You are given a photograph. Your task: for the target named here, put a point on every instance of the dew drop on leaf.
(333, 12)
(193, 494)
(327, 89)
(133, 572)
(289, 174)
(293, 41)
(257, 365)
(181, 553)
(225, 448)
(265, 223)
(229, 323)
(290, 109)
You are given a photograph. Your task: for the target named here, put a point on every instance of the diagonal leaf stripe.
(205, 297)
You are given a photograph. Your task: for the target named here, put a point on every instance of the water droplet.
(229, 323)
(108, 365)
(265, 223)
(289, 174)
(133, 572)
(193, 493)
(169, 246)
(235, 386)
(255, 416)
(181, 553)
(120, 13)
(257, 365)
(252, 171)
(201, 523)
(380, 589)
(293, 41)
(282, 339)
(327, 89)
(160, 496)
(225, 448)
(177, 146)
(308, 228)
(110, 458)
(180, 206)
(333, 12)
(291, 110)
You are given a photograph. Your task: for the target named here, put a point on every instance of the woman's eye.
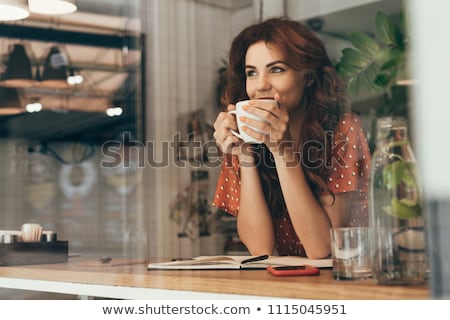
(276, 70)
(250, 73)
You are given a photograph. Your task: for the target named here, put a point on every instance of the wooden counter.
(136, 282)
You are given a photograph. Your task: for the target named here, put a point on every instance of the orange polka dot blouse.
(350, 173)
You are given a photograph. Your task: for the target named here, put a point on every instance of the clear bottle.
(396, 208)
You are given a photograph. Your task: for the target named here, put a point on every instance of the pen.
(254, 259)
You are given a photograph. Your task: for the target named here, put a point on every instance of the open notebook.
(238, 262)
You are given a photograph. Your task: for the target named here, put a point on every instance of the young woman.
(310, 173)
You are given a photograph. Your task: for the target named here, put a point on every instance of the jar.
(398, 240)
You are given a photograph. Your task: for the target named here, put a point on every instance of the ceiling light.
(55, 70)
(114, 111)
(52, 6)
(13, 10)
(18, 71)
(74, 78)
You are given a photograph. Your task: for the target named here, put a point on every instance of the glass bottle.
(396, 212)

Work instructions: Your task is to set down exactly the lines from the line containing "of the jar." to the end of the data above, including both ends.

The answer:
You are given a photograph. Your task: for the target named here, put a point on every instance of the jar.
(398, 240)
You are given a photograph. Your task: for the target named here, put a point on every instance of the ceiling light.
(55, 70)
(114, 111)
(52, 6)
(13, 10)
(18, 71)
(74, 78)
You are given a photograph. Your task: for the target named here, put a point on every instance of the glass bottle.
(396, 212)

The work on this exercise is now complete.